Assignment: Rewrite all of the material below, replacing every "rough mask" with "coarse mask" and changing nothing else. Leave out the pictures.

►

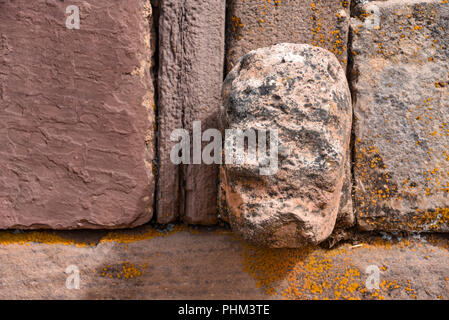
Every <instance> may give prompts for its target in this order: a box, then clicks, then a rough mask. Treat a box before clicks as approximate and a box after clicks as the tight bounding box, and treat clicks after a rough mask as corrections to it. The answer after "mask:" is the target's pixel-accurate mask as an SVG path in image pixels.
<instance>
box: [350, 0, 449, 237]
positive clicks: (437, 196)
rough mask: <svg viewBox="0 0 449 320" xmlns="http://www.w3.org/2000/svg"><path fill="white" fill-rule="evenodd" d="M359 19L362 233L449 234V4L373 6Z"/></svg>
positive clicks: (357, 26)
mask: <svg viewBox="0 0 449 320" xmlns="http://www.w3.org/2000/svg"><path fill="white" fill-rule="evenodd" d="M358 11H359V12H360V17H359V18H358V19H353V21H352V33H353V34H352V36H353V39H354V41H353V55H354V66H353V69H352V75H351V78H352V88H353V93H354V114H355V126H354V132H355V138H356V141H355V168H354V173H355V183H356V189H355V207H356V213H357V221H358V225H359V227H360V228H361V229H363V230H387V231H400V230H405V231H436V232H439V231H440V232H443V231H445V232H446V231H449V130H448V129H449V127H448V125H449V113H448V106H449V92H448V89H449V74H448V70H449V62H448V58H449V50H448V46H447V45H448V43H449V33H448V30H449V4H448V3H446V2H445V1H441V0H409V1H387V2H378V1H374V2H371V3H369V4H366V5H363V6H361V7H360V8H358Z"/></svg>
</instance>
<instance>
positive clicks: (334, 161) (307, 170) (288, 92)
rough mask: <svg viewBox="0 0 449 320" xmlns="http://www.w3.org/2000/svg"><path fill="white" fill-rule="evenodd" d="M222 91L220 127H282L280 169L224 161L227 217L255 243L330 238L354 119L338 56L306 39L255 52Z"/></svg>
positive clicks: (222, 212) (279, 244)
mask: <svg viewBox="0 0 449 320" xmlns="http://www.w3.org/2000/svg"><path fill="white" fill-rule="evenodd" d="M223 97H224V106H223V109H222V111H221V115H220V120H221V121H223V123H222V128H230V129H241V130H246V129H251V128H253V129H254V128H258V129H266V130H271V129H277V130H278V132H279V164H278V166H279V169H278V170H277V172H276V173H275V174H274V175H265V176H263V175H260V174H259V170H257V169H256V170H254V168H253V166H252V165H246V164H244V165H238V164H226V165H223V166H222V168H221V171H222V172H221V177H222V179H221V186H220V201H219V203H220V206H221V207H222V210H221V212H222V215H223V216H224V217H225V218H227V219H228V220H229V222H230V224H231V226H232V227H233V229H234V231H236V232H237V233H239V234H241V235H242V236H243V237H244V238H245V239H247V240H249V241H252V242H254V243H258V244H263V245H267V246H271V247H298V246H301V245H304V244H305V243H312V244H317V243H320V242H321V241H323V240H325V239H326V238H327V237H328V236H329V235H330V234H331V232H332V230H333V228H334V225H335V222H336V218H337V213H338V209H339V205H340V198H341V190H342V185H343V179H344V176H345V170H344V168H345V162H346V161H348V160H349V159H347V154H348V152H347V151H348V148H349V142H350V132H351V121H352V108H351V100H350V93H349V89H348V84H347V81H346V77H345V73H344V71H343V69H342V67H341V65H340V64H339V62H338V60H337V59H336V58H335V56H334V55H333V54H332V53H331V52H329V51H327V50H324V49H322V48H318V47H313V46H310V45H306V44H279V45H275V46H272V47H268V48H261V49H258V50H254V51H251V52H249V53H248V54H246V55H245V56H243V57H242V58H241V59H240V60H239V61H238V62H237V64H236V66H235V67H234V69H233V70H232V71H231V72H230V73H229V74H228V76H227V78H226V80H225V82H224V87H223ZM256 168H257V166H256Z"/></svg>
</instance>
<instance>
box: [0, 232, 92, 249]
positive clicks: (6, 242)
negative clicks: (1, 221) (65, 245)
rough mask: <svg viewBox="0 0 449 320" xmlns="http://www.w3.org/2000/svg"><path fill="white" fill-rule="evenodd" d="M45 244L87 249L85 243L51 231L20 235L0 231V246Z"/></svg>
mask: <svg viewBox="0 0 449 320" xmlns="http://www.w3.org/2000/svg"><path fill="white" fill-rule="evenodd" d="M33 242H35V243H45V244H61V245H66V246H76V247H87V246H89V245H95V244H89V243H87V242H82V241H75V240H72V239H67V238H64V237H61V236H59V235H57V234H56V233H55V232H51V231H24V232H21V233H14V232H12V231H0V244H2V245H10V244H20V245H24V244H29V243H33Z"/></svg>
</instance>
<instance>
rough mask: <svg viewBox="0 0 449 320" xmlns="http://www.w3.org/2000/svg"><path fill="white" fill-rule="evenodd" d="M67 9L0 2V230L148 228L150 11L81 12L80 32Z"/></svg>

◄

Task output:
Every <instance> may give prompts for its target in this order: a box, then clicks, then a coarse mask. Treat a box before clicks as approximate and a box after clicks as the tight bounding box, and treat clicks after a coarse mask as corrections to it. The answer after "mask:" is the target's pixel-accurate mask as an SVG path in image pixels.
<instance>
box: [350, 0, 449, 237]
positive clicks: (437, 196)
coarse mask: <svg viewBox="0 0 449 320" xmlns="http://www.w3.org/2000/svg"><path fill="white" fill-rule="evenodd" d="M359 19L362 233L449 234V4L373 6Z"/></svg>
positive clicks: (357, 26)
mask: <svg viewBox="0 0 449 320" xmlns="http://www.w3.org/2000/svg"><path fill="white" fill-rule="evenodd" d="M358 11H359V12H360V17H359V18H358V19H353V21H352V33H353V34H352V36H353V39H354V41H353V55H354V66H353V69H352V75H351V78H352V88H353V93H354V114H355V126H354V132H355V138H356V141H355V168H354V173H355V183H356V189H355V207H356V213H357V221H358V225H359V227H360V228H361V229H363V230H387V231H400V230H405V231H436V232H439V231H440V232H443V231H445V232H446V231H449V130H448V129H449V127H448V125H449V113H448V106H449V92H448V89H449V74H448V70H449V62H448V58H449V50H448V46H447V45H448V43H449V33H448V30H449V4H448V3H446V2H445V1H441V0H409V1H387V2H378V1H374V2H371V3H369V4H366V5H363V6H361V7H360V8H358Z"/></svg>
</instance>
<instance>
positive clicks: (334, 161) (307, 170) (288, 92)
coarse mask: <svg viewBox="0 0 449 320" xmlns="http://www.w3.org/2000/svg"><path fill="white" fill-rule="evenodd" d="M222 91L220 127H282L280 169L224 161L227 217L255 243L330 238L354 119L338 56L306 39L255 52Z"/></svg>
positive clicks: (222, 212) (279, 244)
mask: <svg viewBox="0 0 449 320" xmlns="http://www.w3.org/2000/svg"><path fill="white" fill-rule="evenodd" d="M223 97H224V106H223V109H222V111H221V115H220V120H221V121H223V123H222V128H230V129H241V130H246V129H251V128H253V129H254V128H258V129H266V130H271V129H277V130H278V132H279V164H278V166H279V169H278V170H277V172H276V173H275V174H274V175H265V176H263V175H260V174H259V170H257V169H256V170H254V168H253V166H252V165H246V164H244V165H238V164H226V165H223V166H222V168H221V171H222V172H221V177H222V179H221V186H220V201H219V203H220V206H221V207H222V210H221V212H222V215H223V216H224V217H225V218H227V219H228V220H229V222H230V224H231V226H232V227H233V229H234V231H236V232H237V233H239V234H241V235H242V236H243V237H244V238H245V239H247V240H249V241H252V242H254V243H258V244H263V245H267V246H271V247H298V246H301V245H304V244H305V243H312V244H317V243H320V242H321V241H323V240H325V239H326V238H327V237H328V236H329V235H330V234H331V232H332V230H333V228H334V225H335V222H336V218H337V213H338V209H339V205H340V198H341V190H342V185H343V179H344V176H345V170H344V168H345V162H346V161H348V160H349V159H347V154H348V152H347V151H348V148H349V142H350V132H351V121H352V108H351V100H350V93H349V89H348V84H347V81H346V77H345V73H344V71H343V69H342V67H341V65H340V64H339V62H338V60H337V59H336V58H335V56H334V55H333V54H332V53H331V52H329V51H327V50H324V49H322V48H318V47H313V46H310V45H306V44H279V45H275V46H272V47H268V48H261V49H258V50H254V51H251V52H249V53H248V54H246V55H245V56H243V57H242V58H241V59H240V60H239V61H238V62H237V64H236V66H235V67H234V69H233V70H232V71H231V72H230V73H229V74H228V76H227V78H226V80H225V82H224V87H223ZM256 168H257V166H256Z"/></svg>
</instance>
<instance>
box: [0, 232, 92, 249]
positive clicks: (6, 242)
negative clicks: (1, 221) (65, 245)
coarse mask: <svg viewBox="0 0 449 320" xmlns="http://www.w3.org/2000/svg"><path fill="white" fill-rule="evenodd" d="M45 244L87 249L85 243L51 231L20 235L0 231V246Z"/></svg>
mask: <svg viewBox="0 0 449 320" xmlns="http://www.w3.org/2000/svg"><path fill="white" fill-rule="evenodd" d="M33 242H35V243H45V244H61V245H66V246H76V247H87V246H89V245H95V244H89V243H87V242H82V241H75V240H72V239H67V238H64V237H61V236H59V235H57V234H56V233H55V232H51V231H24V232H21V233H14V232H12V231H0V244H2V245H10V244H20V245H24V244H29V243H33Z"/></svg>
</instance>
<instance>
coarse mask: <svg viewBox="0 0 449 320" xmlns="http://www.w3.org/2000/svg"><path fill="white" fill-rule="evenodd" d="M67 9L0 2V230L148 228L150 11L81 12L80 32Z"/></svg>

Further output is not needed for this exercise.